과제 설명: 아래 모든 기록의 줄들을 JSON 문자열 목록으로 바꾸세요. 한 줄을 문자열 하나로 하고 빈 줄과 그림은 빼세요.

기록 목록:
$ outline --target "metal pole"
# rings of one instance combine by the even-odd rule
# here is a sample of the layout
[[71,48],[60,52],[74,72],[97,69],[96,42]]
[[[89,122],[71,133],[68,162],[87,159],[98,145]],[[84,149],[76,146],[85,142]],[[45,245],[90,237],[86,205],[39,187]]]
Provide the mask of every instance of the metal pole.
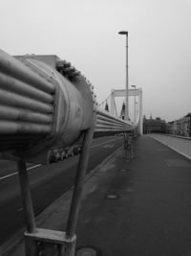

결과:
[
  "$ outline --target \"metal pole\"",
  "# rings of one instance combine by the even-odd rule",
  "# here is a sample of the layout",
  "[[71,48],[60,52],[74,72],[97,69],[96,42]]",
  "[[[89,122],[71,133],[68,162],[87,159],[98,145]],[[84,149],[76,146],[85,142]],[[45,245],[90,237],[86,205],[39,187]]]",
  "Provide the mask of every instance of the metal pole."
]